Study text ▸
###

Women’s History Month: A Letter to and from My 9th Great Grandmother Kunigonde (Surname Unknown)

Dear Great Great Great Great Great Great Great Great Great Grandmother Kunigonde,

You have the most interesting name in my tree and your last name is not known to those of us researching you.  You were the mother of my ancestor named Michael Kempf.  He lived in a town named Hornbach.   I have discovered that you were Roman Catholic and the historic church in Hornbach contains the bones of St. Pirminius.  You must’ve worshipped there.

I didn’t know Kunigonde was even a name until I found you.  I looked up the meaning and origin.  It is from the Old High German and sometimes spelled as Kunigonda.  The name dictionaries call it a two-element name.  Kunni=the tribe, the clan.  Gund=the fight, the battle.  I really dig the two-element meaning of your name!

Apparently there was a St. Kunigonde and she was the daughter of King Bela of Hungary. She is the patroness of Poland and Lithuania where she is known as St. Kinga.

Was Kunigonde a family name in your family?

Did you know your third great grandson was named Heinrich Leies and he traveled across the ocean to the United States of America in 1848 with his family to have a farm in Wooster, Ohio?  His brother Jacob Leies came three years later to the greatest city in the New World called New York City.  Your fourth great grandson named Peter Leies joined the Union Army during the nation’s Civil War and died at a battle called the Battle of Antietam.  He was only 21 and he was born in Nunschweiler, not far from Hornbach.

Another fourth great grandson followed Heinrich to Wooster, Ohio.  His name was Johann Leies and Heinrich was his uncle.  He was my ancestor.  He ran saloons in Chicago and was a piano dealer.  He had very religious sons.  One became a Roman Catholic priest and died in New Orleans, Louisiana. 

Did you know you probably have thousands of descendants across the ocean in America perhaps due in part to Heinrich’s emigration?

You are named in a book called the Rubenheim Register from Zwiebrucken.  I would love to see that book.  But, what can YOU tell me that the book doesn’t.  What was Hornbach life like?

Sincerely,

One of your thousands of descendants

 

Hornbach1550
1550 Hornbach, via Wikipedia

 

Dear 9th Great Granddaughter,

Females rarely learned to write in my day unless they took a religious order.  My good friend Sr. Marie Radegonde Belina is writing this for me.  What an angel she is too to be able to translate English to our dialect and back to English for me.  She was a half English/half French orphan the good Sisters took in.

Thank you for digging my name.  I don’t know what you mean by “digging.” 

What can I tell you about my life?  I was born at a time of a long religious, political, and terrible war – The Thirty Years War.  We would hear from the priests there was a peace and then another peace.  But it would not end.  Then a few years later there would be word of another peace.

###

Available data ▸
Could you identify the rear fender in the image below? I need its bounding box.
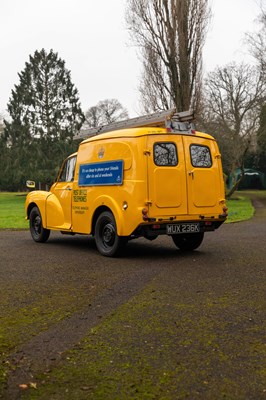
[91,196,129,236]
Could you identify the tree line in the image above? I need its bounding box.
[0,0,266,191]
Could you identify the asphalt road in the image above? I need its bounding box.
[0,192,266,399]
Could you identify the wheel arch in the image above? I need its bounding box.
[91,205,111,235]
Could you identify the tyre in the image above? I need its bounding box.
[30,207,50,243]
[172,232,204,251]
[95,211,127,257]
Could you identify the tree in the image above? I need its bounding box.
[204,63,266,197]
[126,0,210,112]
[247,9,266,79]
[4,49,84,187]
[85,99,128,128]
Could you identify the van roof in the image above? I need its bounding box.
[81,126,214,144]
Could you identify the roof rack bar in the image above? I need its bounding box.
[73,108,194,140]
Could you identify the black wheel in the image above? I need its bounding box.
[30,207,50,243]
[172,232,204,251]
[95,211,127,257]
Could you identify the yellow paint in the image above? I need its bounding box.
[26,127,225,236]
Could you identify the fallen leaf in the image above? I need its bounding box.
[19,383,28,389]
[30,382,37,389]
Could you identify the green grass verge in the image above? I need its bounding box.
[226,192,254,223]
[0,192,29,229]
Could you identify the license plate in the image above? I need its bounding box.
[166,223,200,235]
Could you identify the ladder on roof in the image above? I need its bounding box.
[73,109,194,140]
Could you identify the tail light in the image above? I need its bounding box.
[142,208,149,221]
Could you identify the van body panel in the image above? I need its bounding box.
[46,182,73,230]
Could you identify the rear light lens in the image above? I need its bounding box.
[142,208,149,221]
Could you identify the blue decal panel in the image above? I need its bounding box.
[78,160,123,186]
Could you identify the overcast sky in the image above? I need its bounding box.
[0,0,266,117]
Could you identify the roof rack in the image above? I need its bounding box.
[73,109,194,140]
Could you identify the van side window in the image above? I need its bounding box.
[59,156,77,182]
[190,144,212,168]
[154,142,178,166]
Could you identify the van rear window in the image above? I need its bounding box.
[153,142,178,166]
[190,144,212,168]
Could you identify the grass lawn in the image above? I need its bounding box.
[226,192,254,223]
[0,192,29,229]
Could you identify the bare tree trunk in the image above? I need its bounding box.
[126,0,210,111]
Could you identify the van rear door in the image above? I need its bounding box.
[147,134,188,218]
[182,135,222,215]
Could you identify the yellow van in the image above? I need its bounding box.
[25,112,227,256]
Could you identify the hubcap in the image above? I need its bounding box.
[102,223,115,246]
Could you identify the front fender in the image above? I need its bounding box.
[25,190,52,228]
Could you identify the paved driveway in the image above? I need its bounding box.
[0,192,266,400]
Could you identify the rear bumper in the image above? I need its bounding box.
[132,218,226,239]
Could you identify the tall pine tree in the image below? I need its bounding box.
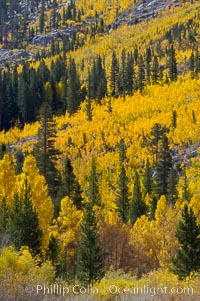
[173,205,200,279]
[77,203,104,284]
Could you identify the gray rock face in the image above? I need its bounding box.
[111,0,179,30]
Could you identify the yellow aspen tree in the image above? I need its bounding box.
[0,154,16,207]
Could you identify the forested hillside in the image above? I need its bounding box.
[0,0,200,301]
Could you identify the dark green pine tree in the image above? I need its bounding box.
[147,123,169,161]
[148,196,158,221]
[116,138,129,223]
[167,45,177,81]
[58,156,83,210]
[0,143,7,160]
[126,53,135,95]
[115,164,129,223]
[154,134,172,199]
[110,51,119,97]
[118,138,126,165]
[138,55,145,92]
[143,159,152,195]
[130,172,147,224]
[172,110,177,129]
[119,49,127,100]
[87,158,101,206]
[173,205,200,279]
[39,0,45,33]
[77,203,104,284]
[33,103,60,207]
[67,58,81,115]
[8,180,42,255]
[0,198,9,248]
[189,52,195,79]
[167,168,178,204]
[15,149,25,175]
[151,55,160,84]
[145,47,151,83]
[47,234,60,266]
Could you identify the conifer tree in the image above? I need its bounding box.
[67,58,81,115]
[173,205,200,279]
[168,45,177,81]
[145,47,151,83]
[58,156,83,210]
[116,164,129,223]
[39,0,45,33]
[116,138,129,223]
[87,158,101,206]
[47,234,59,266]
[8,180,42,255]
[154,134,172,199]
[143,159,152,194]
[33,103,60,202]
[167,168,178,204]
[172,110,177,129]
[126,52,135,95]
[110,51,119,97]
[148,196,158,220]
[151,55,159,84]
[119,49,127,100]
[0,198,9,249]
[77,203,104,284]
[130,172,147,224]
[138,55,145,92]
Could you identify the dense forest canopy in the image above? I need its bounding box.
[0,0,200,300]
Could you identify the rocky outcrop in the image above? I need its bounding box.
[110,0,179,30]
[0,49,35,69]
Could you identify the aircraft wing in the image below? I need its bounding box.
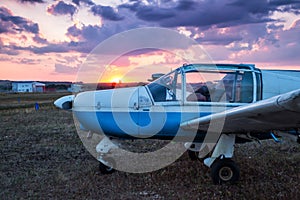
[180,89,300,134]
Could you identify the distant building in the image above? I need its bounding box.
[12,81,46,92]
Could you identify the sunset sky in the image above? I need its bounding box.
[0,0,300,81]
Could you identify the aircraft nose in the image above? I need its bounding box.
[54,95,75,110]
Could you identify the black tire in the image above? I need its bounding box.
[99,158,116,174]
[187,150,199,161]
[210,158,240,185]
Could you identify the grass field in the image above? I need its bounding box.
[0,94,300,199]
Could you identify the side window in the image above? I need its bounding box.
[147,70,182,102]
[185,71,253,103]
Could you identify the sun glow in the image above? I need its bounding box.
[109,76,122,83]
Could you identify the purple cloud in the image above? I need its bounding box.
[55,63,78,74]
[19,0,45,3]
[91,5,124,21]
[72,0,95,6]
[0,7,39,34]
[47,1,77,16]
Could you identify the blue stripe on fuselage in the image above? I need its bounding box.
[96,111,211,138]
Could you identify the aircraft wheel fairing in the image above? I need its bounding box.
[99,158,115,174]
[210,159,240,184]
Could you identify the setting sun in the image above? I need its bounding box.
[109,76,122,83]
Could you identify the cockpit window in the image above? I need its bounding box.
[148,69,182,102]
[147,66,254,103]
[185,70,253,103]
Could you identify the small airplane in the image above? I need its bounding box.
[54,64,300,184]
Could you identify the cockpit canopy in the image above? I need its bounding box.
[147,64,261,103]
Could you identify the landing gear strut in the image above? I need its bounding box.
[99,157,116,174]
[210,158,240,184]
[204,134,240,184]
[96,137,118,174]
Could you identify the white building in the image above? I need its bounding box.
[68,84,83,93]
[12,81,46,92]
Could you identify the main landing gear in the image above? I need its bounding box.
[96,137,118,174]
[188,134,240,184]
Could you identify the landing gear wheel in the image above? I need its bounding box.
[187,150,199,160]
[99,158,116,174]
[210,158,240,184]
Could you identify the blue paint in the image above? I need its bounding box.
[96,111,211,138]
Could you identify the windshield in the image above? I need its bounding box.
[147,66,253,103]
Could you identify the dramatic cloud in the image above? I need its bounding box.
[19,0,45,3]
[119,0,300,29]
[47,1,77,16]
[72,0,95,6]
[91,5,124,21]
[0,7,39,34]
[55,63,78,74]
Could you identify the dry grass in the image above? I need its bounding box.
[0,93,300,199]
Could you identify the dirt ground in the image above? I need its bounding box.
[0,94,300,199]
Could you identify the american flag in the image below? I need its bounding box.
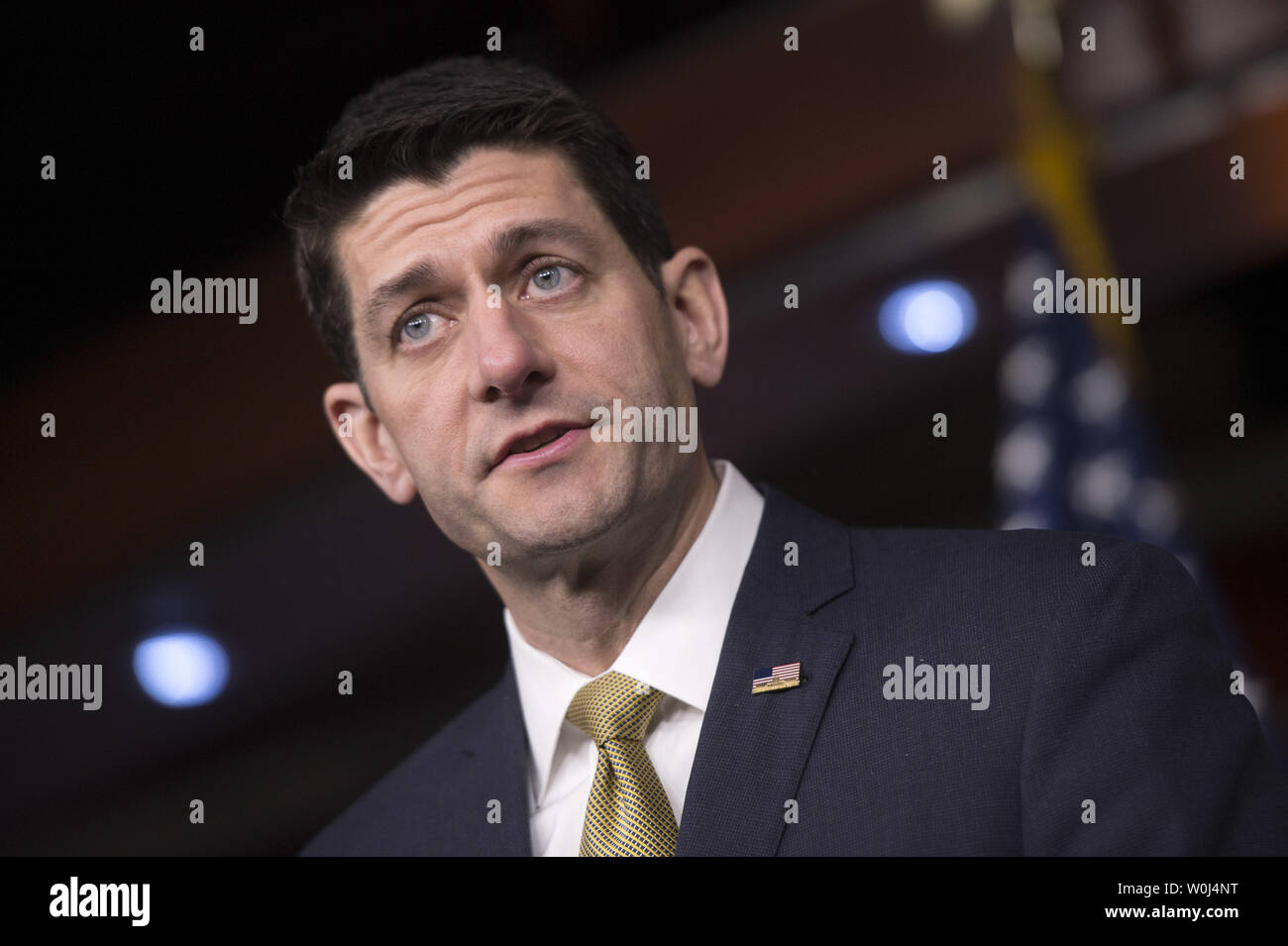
[993,216,1241,655]
[751,661,802,692]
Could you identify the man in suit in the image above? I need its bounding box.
[286,59,1288,855]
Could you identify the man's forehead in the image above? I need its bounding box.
[335,147,612,305]
[336,148,600,257]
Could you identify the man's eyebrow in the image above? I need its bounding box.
[362,218,600,330]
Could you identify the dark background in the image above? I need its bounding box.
[0,0,1288,855]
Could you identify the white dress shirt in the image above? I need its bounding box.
[502,460,765,857]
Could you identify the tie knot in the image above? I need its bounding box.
[567,671,665,745]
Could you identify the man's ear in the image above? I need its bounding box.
[322,381,416,503]
[662,246,729,387]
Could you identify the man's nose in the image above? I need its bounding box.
[465,295,554,400]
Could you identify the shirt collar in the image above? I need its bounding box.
[502,460,765,798]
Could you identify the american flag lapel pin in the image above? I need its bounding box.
[751,661,802,692]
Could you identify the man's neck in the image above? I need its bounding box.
[484,453,720,677]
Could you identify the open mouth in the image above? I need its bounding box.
[506,427,571,457]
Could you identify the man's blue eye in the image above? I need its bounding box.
[403,315,430,341]
[532,265,563,289]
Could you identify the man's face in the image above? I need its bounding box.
[336,147,705,566]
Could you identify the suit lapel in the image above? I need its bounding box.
[677,484,854,856]
[460,659,532,857]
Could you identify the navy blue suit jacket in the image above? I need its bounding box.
[300,484,1288,856]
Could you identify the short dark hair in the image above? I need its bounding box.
[283,55,674,407]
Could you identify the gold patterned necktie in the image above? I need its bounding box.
[568,671,679,857]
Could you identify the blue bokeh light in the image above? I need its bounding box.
[134,627,228,706]
[877,279,975,356]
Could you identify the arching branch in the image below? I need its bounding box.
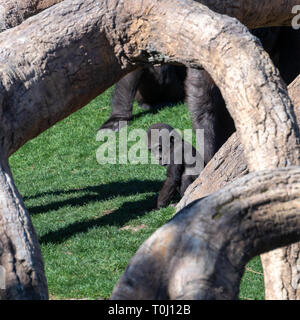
[111,167,300,300]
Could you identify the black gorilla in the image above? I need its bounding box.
[100,64,186,131]
[100,27,300,163]
[147,123,203,209]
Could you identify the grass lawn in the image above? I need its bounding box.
[10,86,264,299]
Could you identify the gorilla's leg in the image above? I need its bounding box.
[99,68,144,131]
[185,68,234,164]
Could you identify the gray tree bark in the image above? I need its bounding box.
[0,0,299,299]
[177,76,300,300]
[111,167,300,300]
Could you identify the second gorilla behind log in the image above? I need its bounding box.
[147,123,204,209]
[100,27,300,164]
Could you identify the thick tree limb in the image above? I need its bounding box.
[111,167,300,299]
[0,160,48,300]
[0,0,299,32]
[196,0,299,29]
[0,0,300,298]
[177,75,300,300]
[0,0,62,32]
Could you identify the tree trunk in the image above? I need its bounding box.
[0,0,62,32]
[0,159,48,300]
[111,167,300,300]
[177,76,300,300]
[0,0,299,299]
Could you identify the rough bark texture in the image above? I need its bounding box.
[0,0,300,298]
[0,160,48,300]
[0,0,62,32]
[111,167,300,299]
[177,76,300,300]
[176,75,300,212]
[196,0,299,29]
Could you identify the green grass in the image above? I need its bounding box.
[10,90,263,299]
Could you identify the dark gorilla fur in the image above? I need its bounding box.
[147,123,203,208]
[100,27,300,164]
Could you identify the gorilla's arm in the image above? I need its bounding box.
[157,164,184,209]
[99,68,144,131]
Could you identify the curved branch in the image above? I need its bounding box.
[0,0,62,32]
[111,167,300,299]
[176,75,300,212]
[196,0,299,29]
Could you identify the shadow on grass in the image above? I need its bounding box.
[24,180,162,215]
[39,195,157,244]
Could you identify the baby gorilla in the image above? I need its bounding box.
[147,123,204,208]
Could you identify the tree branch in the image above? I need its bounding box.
[111,167,300,300]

###

What you need to do ▸
(1) From the Kunigonde letters, copy the part that opens with the words containing "Hornbach1550" and closes with "of another peace.".
(2) Continue the Kunigonde letters from the point where they stop.

Results of the exercise ▸
(1)
Hornbach1550
1550 Hornbach, via Wikipedia

 

Dear 9th Great Granddaughter,

Females rarely learned to write in my day unless they took a religious order.  My good friend Sr. Marie Radegonde Belina is writing this for me.  What an angel she is too to be able to translate English to our dialect and back to English for me.  She was a half English/half French orphan the good Sisters took in.

Thank you for digging my name.  I don’t know what you mean by “digging.” 

What can I tell you about my life?  I was born at a time of a long religious, political, and terrible war – The Thirty Years War.  We would hear from the priests there was a peace and then another peace.  But it would not end.  Then a few years later there would be word of another peace.

(2)
We did not care about those far away princes fighting for power.  We were more concerned with having food on our tables when the winter was through.  Half the men in my family were gone and another quarter of my family uprooted themselves and were never heard from again.  We just wanted it to end.  

When I married, the war was coming to an end.  My husband (your 9th great grandfather) and I lived near Hornbach at a time the entire surrounding area was almost devoid of citizens and buildings due to the many years of war.  The country-side had been devastated due to famine, disease, and theft.  The old town wall of Hornbach and our church were some of the few things left.

We were ruled by the Duke of Zwiebrucken. 

Before the war, Hornbach was once surrounded by rich vineyards.  Nobody came back to re-plant them.  Instead, after the war, the Dukes invited people from the Swiss Cantons and from Tyrol to our area to farm.  They were rumored to be excellent farmers. 

Some of my descendants married the descendants of the Swiss immigrants.

My husband Johann Kempf and I had a farm.  We had 8 children:  Matthias, Anna Christina, Michael, your 8th great grandfather, twins Kunigonde and Johann, Maria Katharina, and twins Regina and Anna Margaretha. 

Michael was my second born son and he was trained to follow his father as a farmer. 

I died before I could see Michael’s children be born.  

I died before France took control of the Hornbach-Zwiebrucken area in 1680.

Yes, I heard about Heinrich and the others.  Nunschweiler was very tiny in my day. 

Heinrich Layes (that’s how Sr. Marie Gertruda spells the surname) left Germany at a time when liberal nationalists pushed for civil liberties here.  The cost of the war I lived through and cost of that war on our people was ingrained in their minds.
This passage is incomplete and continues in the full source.